===== Selected text =====

Hundreds of emails get blocked daily by your spam filters, but sometimes one slips through. You look it over and it appears to be very legitimate. You don’t remember clicking to subscribe to this newsletter, but you see the classic, You are receiving this because you subscribed to one of our partners blah, blah, blah and this is an excuse for us to send you spam. Yeah, its true: XYZ company is one of our partners, we do their mass mailing and we grabbed your address at the same time! So, now you’re tempted to click the Unsubscribe button, but how can you tell if its legit? And how do you know that clicking unsubscribe won’t tell the spammer, Hey I’m alive and I actually read what you sent – send me more?
According to the CAN-SPAM act for businesses1, a commercial email must include a clear and conspicuous explanation of how the recipient can opt out of getting email from you in the future. We can also interpret this as, Give a return email address or another easy Internet-based way to allow people to communicate their choice to you. This rule is not always followed by legitimate senders, and it is used as a trap by spammers. How do you tell the difference? Well, nothing is 100% foolproof. These days, this is mostly because so many legitimate newsletters are poorly designed (see my previous post “Battle of the Newsletters“).
Lets have a look at the unsubscribe features that exist:
1) The web click: this is the common “Click here” to unsubscribe, open a webpage and transmit all required information. Some sites will ask you to click “Confirm” and you’re done. For legit organizations, it’s an easy, trouble-free unsubscribe button. As consumers, we like that (spammers do too).
2) The email click: the link opens a ready-made email with unsubscribe in the subject “ all you have to do is hit Send to confirm. Most non-techies are a bit afraid of this, but this was one of the first methods to manage mailing lists (remember Majordomo2?). Since the recipient is a bot waiting for your answer, the TO field might not look too friendly. Unlike the web click, this one won’t work if you subscribed using an alias.
3) The blind click: the link opens a webpage with a URL that is completely unrelated to the business you received the email from. No fields are filled in and you have to enter your email yourself – twice. Lazy spammers or lazy legitimate senders? Again, its very difficult to tell the difference.

=====

## [Problems to work on]
A) For each statement, answer yes or no according to the text on email unsubscribe features, and support each answer with the deciding words from that text, quoted verbatim. (i) The blind click requires entering one's email address twice. (ii) The email click works even if one subscribed using an alias. (iii) Both consumers and spammers like the web click.
B) Carry on the text on email unsubscribe features, starting right after its last sentence.
The lines that come next have no role in this exercise.

===== Entries =====

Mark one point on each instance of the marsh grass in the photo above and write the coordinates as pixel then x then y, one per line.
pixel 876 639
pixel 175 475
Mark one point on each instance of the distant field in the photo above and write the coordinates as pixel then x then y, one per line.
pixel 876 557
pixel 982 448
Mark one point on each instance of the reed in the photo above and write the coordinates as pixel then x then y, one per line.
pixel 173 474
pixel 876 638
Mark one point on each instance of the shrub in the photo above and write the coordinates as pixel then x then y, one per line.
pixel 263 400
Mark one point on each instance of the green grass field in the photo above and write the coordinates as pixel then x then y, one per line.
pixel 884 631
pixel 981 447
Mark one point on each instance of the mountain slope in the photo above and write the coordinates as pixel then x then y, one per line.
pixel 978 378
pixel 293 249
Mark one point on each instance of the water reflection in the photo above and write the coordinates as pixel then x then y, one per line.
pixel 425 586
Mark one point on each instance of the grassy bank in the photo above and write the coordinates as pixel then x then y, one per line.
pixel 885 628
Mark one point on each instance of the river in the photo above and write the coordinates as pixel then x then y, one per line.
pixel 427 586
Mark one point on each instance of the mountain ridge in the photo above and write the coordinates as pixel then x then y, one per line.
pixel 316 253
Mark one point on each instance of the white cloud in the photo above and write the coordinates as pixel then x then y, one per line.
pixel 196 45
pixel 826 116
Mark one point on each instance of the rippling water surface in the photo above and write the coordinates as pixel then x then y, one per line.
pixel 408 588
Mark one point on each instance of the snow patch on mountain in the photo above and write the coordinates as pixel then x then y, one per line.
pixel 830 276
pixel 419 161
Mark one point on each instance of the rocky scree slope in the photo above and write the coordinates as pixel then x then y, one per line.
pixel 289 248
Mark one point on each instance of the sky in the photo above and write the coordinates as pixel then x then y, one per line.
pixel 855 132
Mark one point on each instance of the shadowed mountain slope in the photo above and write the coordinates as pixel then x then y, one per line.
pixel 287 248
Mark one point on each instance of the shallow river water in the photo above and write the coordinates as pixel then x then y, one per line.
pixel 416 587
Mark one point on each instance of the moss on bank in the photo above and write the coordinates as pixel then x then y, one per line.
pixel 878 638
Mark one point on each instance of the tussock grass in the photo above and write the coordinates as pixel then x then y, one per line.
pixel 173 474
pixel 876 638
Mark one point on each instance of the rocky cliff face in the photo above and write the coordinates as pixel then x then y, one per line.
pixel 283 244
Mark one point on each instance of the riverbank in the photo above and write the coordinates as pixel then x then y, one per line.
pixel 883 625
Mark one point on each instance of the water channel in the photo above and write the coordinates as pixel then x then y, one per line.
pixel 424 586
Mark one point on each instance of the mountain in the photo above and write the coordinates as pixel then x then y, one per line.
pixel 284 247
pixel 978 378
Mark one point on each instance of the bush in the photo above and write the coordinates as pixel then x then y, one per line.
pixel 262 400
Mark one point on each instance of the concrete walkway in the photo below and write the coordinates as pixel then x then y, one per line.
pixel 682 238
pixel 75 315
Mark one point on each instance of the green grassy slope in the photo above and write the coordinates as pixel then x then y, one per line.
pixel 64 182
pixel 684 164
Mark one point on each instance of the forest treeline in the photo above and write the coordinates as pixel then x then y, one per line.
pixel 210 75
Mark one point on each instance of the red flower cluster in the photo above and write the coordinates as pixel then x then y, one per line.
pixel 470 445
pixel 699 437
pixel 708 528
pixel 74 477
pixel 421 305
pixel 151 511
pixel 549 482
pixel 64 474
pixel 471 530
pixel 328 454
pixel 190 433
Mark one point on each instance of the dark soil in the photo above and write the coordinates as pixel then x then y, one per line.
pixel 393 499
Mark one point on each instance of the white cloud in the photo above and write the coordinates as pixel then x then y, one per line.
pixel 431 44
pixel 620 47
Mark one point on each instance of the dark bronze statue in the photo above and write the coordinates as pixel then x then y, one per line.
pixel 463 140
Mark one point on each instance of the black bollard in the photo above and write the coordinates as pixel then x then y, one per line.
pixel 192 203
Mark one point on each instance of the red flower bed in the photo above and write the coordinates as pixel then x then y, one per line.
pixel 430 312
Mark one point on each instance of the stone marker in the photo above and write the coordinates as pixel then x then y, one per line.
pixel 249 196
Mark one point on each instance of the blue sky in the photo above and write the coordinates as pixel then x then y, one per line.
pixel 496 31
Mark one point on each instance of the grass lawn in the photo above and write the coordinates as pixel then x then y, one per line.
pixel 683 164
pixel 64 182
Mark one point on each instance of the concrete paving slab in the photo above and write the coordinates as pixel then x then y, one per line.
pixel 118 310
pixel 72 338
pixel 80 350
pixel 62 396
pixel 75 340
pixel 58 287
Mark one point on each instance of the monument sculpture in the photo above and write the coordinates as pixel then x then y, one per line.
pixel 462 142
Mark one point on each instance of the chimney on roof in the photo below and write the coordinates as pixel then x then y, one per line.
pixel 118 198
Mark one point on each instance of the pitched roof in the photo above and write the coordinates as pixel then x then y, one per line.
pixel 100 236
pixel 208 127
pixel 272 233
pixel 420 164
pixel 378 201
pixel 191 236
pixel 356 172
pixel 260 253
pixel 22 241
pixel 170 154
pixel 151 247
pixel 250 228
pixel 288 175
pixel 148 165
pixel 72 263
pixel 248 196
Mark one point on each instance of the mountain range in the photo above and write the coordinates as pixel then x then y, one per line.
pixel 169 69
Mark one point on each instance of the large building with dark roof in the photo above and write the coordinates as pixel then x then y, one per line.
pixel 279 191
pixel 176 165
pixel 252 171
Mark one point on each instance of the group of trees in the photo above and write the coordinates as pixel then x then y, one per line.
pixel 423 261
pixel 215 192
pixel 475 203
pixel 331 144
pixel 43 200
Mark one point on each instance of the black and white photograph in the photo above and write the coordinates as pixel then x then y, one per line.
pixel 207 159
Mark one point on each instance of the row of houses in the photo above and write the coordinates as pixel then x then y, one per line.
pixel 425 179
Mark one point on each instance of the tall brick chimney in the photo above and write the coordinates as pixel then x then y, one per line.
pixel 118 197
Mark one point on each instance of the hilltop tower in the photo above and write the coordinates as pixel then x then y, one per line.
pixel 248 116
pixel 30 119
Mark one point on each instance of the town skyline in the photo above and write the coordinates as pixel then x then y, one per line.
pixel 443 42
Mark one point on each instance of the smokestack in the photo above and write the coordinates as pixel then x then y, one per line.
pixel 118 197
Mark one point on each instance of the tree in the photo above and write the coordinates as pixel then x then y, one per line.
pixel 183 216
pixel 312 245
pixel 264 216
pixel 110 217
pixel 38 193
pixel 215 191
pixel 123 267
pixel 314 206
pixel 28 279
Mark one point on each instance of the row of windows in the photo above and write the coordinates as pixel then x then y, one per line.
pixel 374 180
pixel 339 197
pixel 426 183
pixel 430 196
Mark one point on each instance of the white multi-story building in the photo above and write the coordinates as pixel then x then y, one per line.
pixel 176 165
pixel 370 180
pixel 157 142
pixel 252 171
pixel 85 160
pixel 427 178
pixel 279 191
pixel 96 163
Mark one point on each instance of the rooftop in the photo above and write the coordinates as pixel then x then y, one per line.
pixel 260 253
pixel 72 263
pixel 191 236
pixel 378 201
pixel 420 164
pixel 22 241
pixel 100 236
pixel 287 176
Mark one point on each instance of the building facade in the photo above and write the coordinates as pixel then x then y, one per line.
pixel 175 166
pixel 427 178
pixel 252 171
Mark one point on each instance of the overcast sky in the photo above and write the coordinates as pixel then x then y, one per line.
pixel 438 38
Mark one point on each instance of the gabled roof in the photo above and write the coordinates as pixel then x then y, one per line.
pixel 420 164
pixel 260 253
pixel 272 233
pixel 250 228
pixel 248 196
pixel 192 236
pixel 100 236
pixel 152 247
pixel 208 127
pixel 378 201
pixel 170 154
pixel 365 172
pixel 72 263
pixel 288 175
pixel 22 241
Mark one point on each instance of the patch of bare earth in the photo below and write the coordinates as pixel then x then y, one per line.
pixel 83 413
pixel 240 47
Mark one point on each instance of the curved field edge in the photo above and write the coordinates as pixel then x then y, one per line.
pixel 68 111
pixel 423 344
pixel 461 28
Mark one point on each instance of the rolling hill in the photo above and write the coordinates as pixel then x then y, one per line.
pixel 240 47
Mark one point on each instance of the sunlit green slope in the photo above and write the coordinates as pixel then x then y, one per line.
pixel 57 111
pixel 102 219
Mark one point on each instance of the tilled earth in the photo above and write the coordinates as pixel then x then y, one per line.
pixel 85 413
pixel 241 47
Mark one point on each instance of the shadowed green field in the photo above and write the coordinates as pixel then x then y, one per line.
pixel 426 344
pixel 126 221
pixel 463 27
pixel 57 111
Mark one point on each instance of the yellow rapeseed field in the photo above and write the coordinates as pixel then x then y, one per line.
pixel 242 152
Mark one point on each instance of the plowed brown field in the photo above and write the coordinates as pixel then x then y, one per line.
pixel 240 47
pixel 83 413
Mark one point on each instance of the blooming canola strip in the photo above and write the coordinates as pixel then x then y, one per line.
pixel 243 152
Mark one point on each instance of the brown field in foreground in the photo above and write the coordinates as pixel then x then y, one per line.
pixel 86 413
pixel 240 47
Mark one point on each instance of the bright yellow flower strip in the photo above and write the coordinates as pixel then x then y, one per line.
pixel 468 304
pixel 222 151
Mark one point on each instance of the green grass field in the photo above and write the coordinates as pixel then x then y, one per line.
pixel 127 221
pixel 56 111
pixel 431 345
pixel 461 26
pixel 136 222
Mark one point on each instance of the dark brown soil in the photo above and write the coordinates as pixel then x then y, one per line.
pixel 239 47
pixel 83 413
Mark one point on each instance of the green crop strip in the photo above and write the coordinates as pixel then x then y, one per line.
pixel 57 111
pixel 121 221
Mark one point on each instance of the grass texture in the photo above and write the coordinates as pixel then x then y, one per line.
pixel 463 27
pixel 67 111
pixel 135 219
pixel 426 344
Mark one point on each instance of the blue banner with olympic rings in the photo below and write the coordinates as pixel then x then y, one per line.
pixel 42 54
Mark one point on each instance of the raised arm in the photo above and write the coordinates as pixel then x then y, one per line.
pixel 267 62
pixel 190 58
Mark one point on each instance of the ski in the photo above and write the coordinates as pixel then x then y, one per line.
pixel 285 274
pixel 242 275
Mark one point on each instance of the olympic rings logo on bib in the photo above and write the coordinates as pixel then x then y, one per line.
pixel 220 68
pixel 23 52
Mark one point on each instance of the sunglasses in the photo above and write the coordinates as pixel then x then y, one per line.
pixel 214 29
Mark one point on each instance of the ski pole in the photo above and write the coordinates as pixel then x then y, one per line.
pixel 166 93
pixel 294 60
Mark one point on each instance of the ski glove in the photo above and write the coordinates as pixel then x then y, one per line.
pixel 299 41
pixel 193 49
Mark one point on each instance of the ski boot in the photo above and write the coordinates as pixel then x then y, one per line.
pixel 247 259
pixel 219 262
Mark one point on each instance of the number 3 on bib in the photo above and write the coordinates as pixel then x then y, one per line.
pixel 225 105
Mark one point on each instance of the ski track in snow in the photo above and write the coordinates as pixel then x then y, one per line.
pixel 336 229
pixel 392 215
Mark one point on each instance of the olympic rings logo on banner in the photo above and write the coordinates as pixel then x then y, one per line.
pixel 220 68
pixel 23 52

=====

## [Responses to the exercise]
A)
(i) Yes: "you have to enter your email yourself – twice."
(ii) No: "Unlike the web click, this one won’t work if you subscribed using an alias."
(iii) Yes: "As consumers, we like that (spammers do too)."

B)
4) Snail mail me: yes, there are STILL some businesses that do this. A good example is a well-known Canadian tax software company: they sell their product online for almost double the store price AND add shipping on top of that. You want to stop this “legit scam”? The unsubscribe info at the bottom asks you to send a LETTER, with additional postage costs, of course. (For our youngest readers out there, a snail mail letter is a piece of paper you put in the red or blue box out on the street!)
While scammers try to look legit, legitimate businesses sometimes act like annoying spammers who really don’t want you to unsubscribe. If you’re not sure which category they belong to, add them to your blacklist. If your email provider doesn’t support blacklisting, you can easily do that using the Junk Mail settings in your mail reader.
Avoid using unsubscribe when: they ask you for a password, to create an account, to confirm your birthday and/or mothers name, or anything other than your actual email address.
Spam-type unsubscribe samples:
Method 1: Click here http://www.zzzzzzzzzzzz.ru/?otifa=8mIT45Y201Q01&nebucuaotefk=9K6t1sM254627&remove=email@domain.com to unsubscribe
Method 2: Click to unsubscribe: mailto:target@domain.com?&Subject=unsubscribe&body=user@domain.com
Method 3: Unsubscribe from this e-mail: http://zzzzzzzzz.com
Legit unsubscribe samples:
Method 1: http://click.zzzzzzzzzz.comr/YKB0PL/OFC33/0RFTG65/V11EEDC/EI67E/cZ/h
Method 2: Click to unsubscribe: mailto:target@domain.com?&Subject=Unsubscribe
Method 3: http://www.zzzzzzzz1.com/services/email.html
Method 4: If you do not want to receive the offers from zzzzzz Canada, write to us at: zzzzzzzz Canada ZZZ, 7008 Road zzzzz
References:
1. Majordomo: https://en.wikipedia.org/wiki/Majordomo_(software))
I can’t believe the snail mail unsubscribe. This is outrageous! And that is legal? Wow! I guess CAN-SPAM act still has a long way to go.
Intuitive judgment please !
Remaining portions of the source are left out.